[Point annotation data]
BEGIN
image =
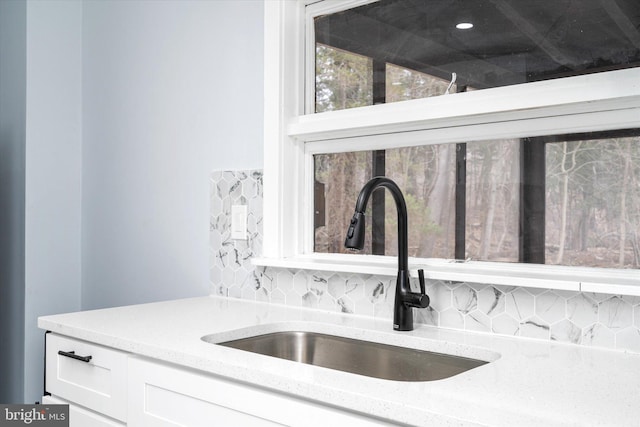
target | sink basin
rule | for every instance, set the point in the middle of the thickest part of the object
(356, 356)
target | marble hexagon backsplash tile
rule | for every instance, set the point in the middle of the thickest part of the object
(600, 320)
(230, 269)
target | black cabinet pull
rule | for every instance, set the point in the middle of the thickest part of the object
(73, 355)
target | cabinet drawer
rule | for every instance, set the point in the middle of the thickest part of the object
(87, 374)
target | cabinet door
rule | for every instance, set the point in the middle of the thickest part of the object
(168, 395)
(80, 417)
(88, 374)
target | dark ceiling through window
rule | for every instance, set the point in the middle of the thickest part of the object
(511, 41)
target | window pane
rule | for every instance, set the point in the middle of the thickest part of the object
(403, 84)
(492, 200)
(343, 79)
(582, 199)
(426, 176)
(510, 42)
(593, 202)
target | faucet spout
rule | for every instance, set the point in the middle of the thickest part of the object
(405, 299)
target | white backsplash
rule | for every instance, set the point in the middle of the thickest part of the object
(602, 320)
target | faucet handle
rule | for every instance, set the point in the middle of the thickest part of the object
(421, 280)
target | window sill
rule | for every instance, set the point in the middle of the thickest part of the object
(579, 279)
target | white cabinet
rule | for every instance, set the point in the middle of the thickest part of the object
(81, 417)
(87, 374)
(107, 387)
(166, 395)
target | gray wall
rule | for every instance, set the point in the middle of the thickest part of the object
(171, 91)
(13, 24)
(129, 107)
(53, 171)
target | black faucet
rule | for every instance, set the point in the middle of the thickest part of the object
(405, 298)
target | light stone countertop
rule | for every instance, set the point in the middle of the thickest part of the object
(527, 383)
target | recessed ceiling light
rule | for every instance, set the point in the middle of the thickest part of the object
(464, 25)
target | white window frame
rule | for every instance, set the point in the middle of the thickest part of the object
(594, 102)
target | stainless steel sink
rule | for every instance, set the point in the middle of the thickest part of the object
(355, 356)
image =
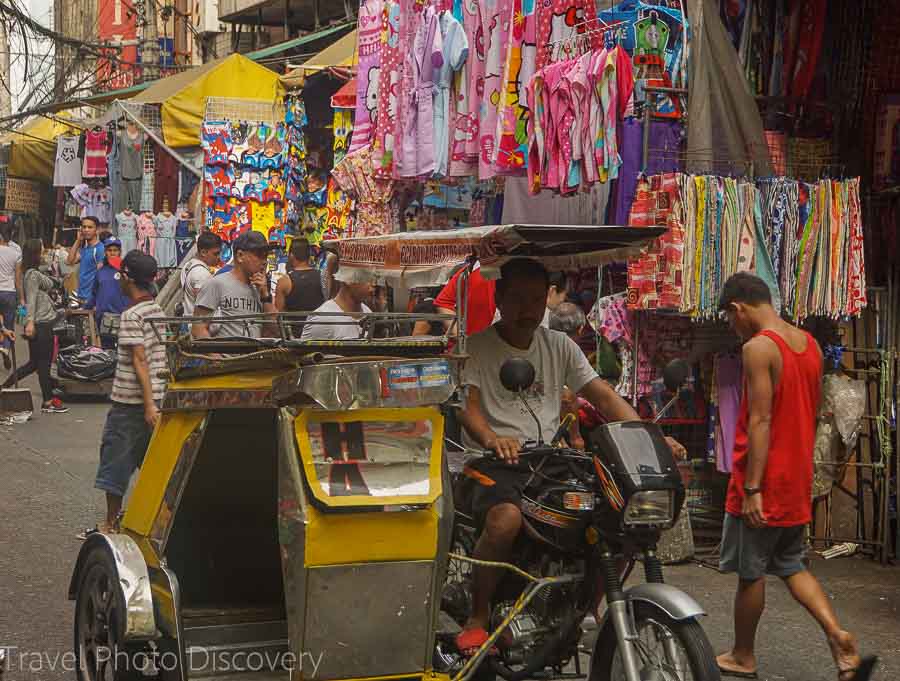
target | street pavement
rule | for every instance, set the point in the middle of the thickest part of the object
(46, 475)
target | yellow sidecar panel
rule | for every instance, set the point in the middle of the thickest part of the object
(162, 457)
(338, 538)
(372, 457)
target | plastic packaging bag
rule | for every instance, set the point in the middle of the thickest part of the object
(85, 363)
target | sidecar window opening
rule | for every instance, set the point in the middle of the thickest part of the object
(224, 542)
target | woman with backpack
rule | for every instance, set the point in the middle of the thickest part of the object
(39, 319)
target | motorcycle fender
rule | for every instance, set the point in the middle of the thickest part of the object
(671, 600)
(133, 580)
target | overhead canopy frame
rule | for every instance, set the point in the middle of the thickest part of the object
(429, 258)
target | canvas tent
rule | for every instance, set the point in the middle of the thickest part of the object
(340, 54)
(182, 97)
(33, 147)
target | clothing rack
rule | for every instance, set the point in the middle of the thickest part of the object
(582, 33)
(252, 110)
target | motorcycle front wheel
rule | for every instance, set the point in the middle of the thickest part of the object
(667, 649)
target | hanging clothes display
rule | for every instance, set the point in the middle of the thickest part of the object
(146, 233)
(165, 173)
(511, 136)
(166, 253)
(96, 148)
(454, 54)
(496, 21)
(126, 226)
(464, 116)
(416, 157)
(67, 170)
(368, 72)
(376, 212)
(94, 201)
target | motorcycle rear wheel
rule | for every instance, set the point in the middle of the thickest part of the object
(695, 659)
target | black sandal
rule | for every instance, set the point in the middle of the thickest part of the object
(863, 672)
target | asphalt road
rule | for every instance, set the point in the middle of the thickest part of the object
(46, 476)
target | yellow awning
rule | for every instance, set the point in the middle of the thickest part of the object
(341, 54)
(183, 96)
(33, 150)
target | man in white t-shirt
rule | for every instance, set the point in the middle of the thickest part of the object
(330, 327)
(197, 270)
(494, 418)
(10, 280)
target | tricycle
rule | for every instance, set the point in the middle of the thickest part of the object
(294, 516)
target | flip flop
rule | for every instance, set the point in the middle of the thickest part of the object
(864, 671)
(737, 674)
(470, 640)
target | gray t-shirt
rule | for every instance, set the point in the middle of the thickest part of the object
(558, 363)
(10, 254)
(344, 331)
(131, 153)
(228, 296)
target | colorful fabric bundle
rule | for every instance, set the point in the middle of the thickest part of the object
(804, 240)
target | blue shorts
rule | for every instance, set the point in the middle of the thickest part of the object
(125, 439)
(755, 552)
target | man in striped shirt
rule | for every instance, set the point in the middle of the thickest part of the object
(137, 388)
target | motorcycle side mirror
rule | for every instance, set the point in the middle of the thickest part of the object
(675, 374)
(517, 374)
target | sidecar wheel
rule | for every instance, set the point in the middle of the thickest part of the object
(695, 660)
(100, 651)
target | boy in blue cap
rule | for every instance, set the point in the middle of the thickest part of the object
(106, 294)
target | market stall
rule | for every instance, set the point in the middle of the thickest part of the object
(468, 114)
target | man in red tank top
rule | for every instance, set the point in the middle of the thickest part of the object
(769, 500)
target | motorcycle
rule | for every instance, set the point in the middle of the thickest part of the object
(589, 517)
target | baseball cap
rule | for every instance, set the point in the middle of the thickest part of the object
(250, 241)
(139, 267)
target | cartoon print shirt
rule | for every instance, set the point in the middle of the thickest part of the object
(216, 140)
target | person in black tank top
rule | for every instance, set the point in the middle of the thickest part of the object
(301, 290)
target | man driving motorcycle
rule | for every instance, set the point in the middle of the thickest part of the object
(494, 418)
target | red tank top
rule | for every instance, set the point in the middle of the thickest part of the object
(787, 482)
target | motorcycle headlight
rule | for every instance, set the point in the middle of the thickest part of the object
(656, 507)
END
GIVEN TASK.
Copy out every line of the data above word for word, but leave out the picture lines.

COMPLETED EXERCISE.
image =
target | sink basin
rule | for every instance, set the point in the middle of the thickest part of the object
(356, 356)
target | marble hexagon backsplash tile
rule | for every instance, set the point in the middle of the thickest part of the object
(600, 320)
(230, 269)
target | black cabinet pull
rule | for every instance, set the point in the middle of the thickest part of the object
(73, 355)
target | cabinet drawer
rule | for every instance, set the point in the middle of the thickest part of the object
(87, 374)
target | cabinet door
rule | for every instance, set the point in the middle of the thickest part of the object
(168, 395)
(80, 417)
(88, 374)
target | dark ceiling through window
rule | for every instance, set the point in the middle of the thickest part of the object
(511, 41)
target | window pane
rule | for every instance, set the point in the middle of the thickest part of the object
(403, 84)
(492, 200)
(343, 79)
(582, 199)
(426, 176)
(510, 42)
(593, 202)
target | faucet spout
rule | for every instance, set the point in the middle of the thickest part of the object
(405, 299)
target | white backsplash
rule | for every instance, set the point in the middle of the thickest part of the object
(602, 320)
target | faucet handle
rule | for every instance, set the point in the middle of the thickest part of the object
(421, 280)
target | window sill
rule | for every instance, set the point in the middle of the thickest part of the object
(579, 279)
target | white cabinet
rule | for every instance, set the point in the middle of the thickest part of the object
(81, 417)
(87, 374)
(107, 387)
(166, 395)
target | gray wall
rule | for every instance, set the point in the middle of the thickest part of the object
(171, 91)
(13, 24)
(129, 107)
(53, 171)
target | black faucet
rule | for every instance, set the point in the middle of the thickest part of the object
(405, 298)
target | light stone countertop
rule | for every instance, set the point in the middle of the thickest part of the object
(527, 383)
target | recessed ceiling light
rule | for every instance, set the point in the middle of the thickest part of the object
(464, 25)
target | white window frame
rule | for every instance, set the point in the middle of the thickest part of the object
(594, 102)
target | stainless steel sink
rule | for every instance, set the point in the middle of the thickest part of the object
(355, 356)
image =
target | street pavement
rule | for every instance, set the point in the middle of the thickest part of the object
(46, 475)
target | yellow sidecar panel
rule | for every instance, set the point in the middle of the thickest part of the object
(162, 457)
(338, 538)
(372, 457)
target | plastic packaging bag
rule | for every instance, set the point in the middle of the thickest part of the object
(85, 363)
target | sidecar window opening
rule | for every instance, set the point in the middle of the thickest part of the object
(224, 542)
target | woman with backpack
rule | for every instance, set the point in the middle of the thickest part of the object
(39, 319)
target | motorcycle fender
rule | for every instance, set the point in the middle of the thickest part of the object
(671, 600)
(133, 580)
target | overhead canopy frame
rule | for every instance, set the point in the middle of the thickest part of the object
(429, 258)
target | canvas tent
rule | for every instance, set the point in the middle of the thickest part of the object
(340, 54)
(182, 97)
(33, 147)
target | clothing rack
rule | for every instance, set the point in the middle of the thickest part of the object
(582, 33)
(252, 110)
target | motorcycle front wheel
rule | for every instance, set the point in the middle of the thickest part of the object
(667, 649)
target | hanging clothes display
rule | for every instance, set the point in the middle of the thickest part of the object
(146, 233)
(165, 173)
(511, 136)
(166, 253)
(96, 148)
(454, 54)
(496, 21)
(126, 226)
(464, 116)
(416, 157)
(67, 170)
(368, 72)
(376, 212)
(94, 201)
target | motorcycle rear wheel
rule | for every instance, set the point in the middle of the thickest part of the object
(695, 659)
target | black sandal
rule | for every instance, set the point in the middle of the thickest part of the object
(863, 672)
target | asphalt road
rule | for every instance, set the point in the middle of the thickest part of the object
(46, 476)
target | yellow awning
rule | for every instance, set the point in the middle of the thickest part of the object
(341, 54)
(183, 96)
(33, 150)
target | man in white t-shirt
rule | for every instance, set the point in the middle of the thickest part of the object
(330, 327)
(197, 270)
(494, 418)
(10, 280)
target | tricycle
rule | for every instance, set the point in the middle of the thickest part of the object
(294, 516)
target | flip flop
rule | for every instance, set the point in the middle of the thickest part of the object
(864, 671)
(737, 674)
(470, 640)
target | gray t-shirt
rule | for every instance, set the point in the middle of the thickest part of the object
(558, 363)
(10, 254)
(344, 331)
(131, 153)
(228, 296)
target | colorful fabric bundle
rule | for every instance, set the point in the middle of the thickest part of the object
(804, 240)
target | blue shorts
rule | for every instance, set the point in the middle of the thickest part of the object
(125, 439)
(755, 552)
target | man in striped shirt
rule | for every instance, set the point in the middle of the thickest part of the object
(137, 388)
target | motorcycle side mirror
rule | for every instance, set the point in the middle of the thickest part of the object
(675, 374)
(517, 374)
target | sidecar wheel
rule | for every instance, set the point in the middle of the thickest part of the object
(695, 660)
(100, 651)
target | boy in blue cap
rule | for every instance, set the point in the middle of the thickest part of the object
(106, 294)
target | market stall
rule | for every instance, set the point in the middle of the thickest part of the object
(468, 114)
target | man in red tank top
rule | for every instance, set the point in the middle of the thickest part of the object
(769, 500)
target | motorcycle
rule | for every instance, set the point in the middle of the thickest part of the object
(589, 517)
target | baseball cap
rule | for every instance, set the point in the middle of the thickest part of the object
(250, 241)
(139, 267)
target | cartoon print shirt
rule | for every instance, set the point in the middle of the thickest part of the object
(216, 140)
target | person in black tank top
rule | for every instance, set the point in the middle of the thickest part of the object
(301, 290)
target | man driving motorcycle
rule | for every instance, set the point in the middle of the thickest part of the object
(494, 418)
target | red tank top
rule | for every instance, set the point in the middle of the thickest part of the object
(787, 482)
target | motorcycle headlight
rule | for every instance, set the point in the middle of the thickest part of the object
(656, 507)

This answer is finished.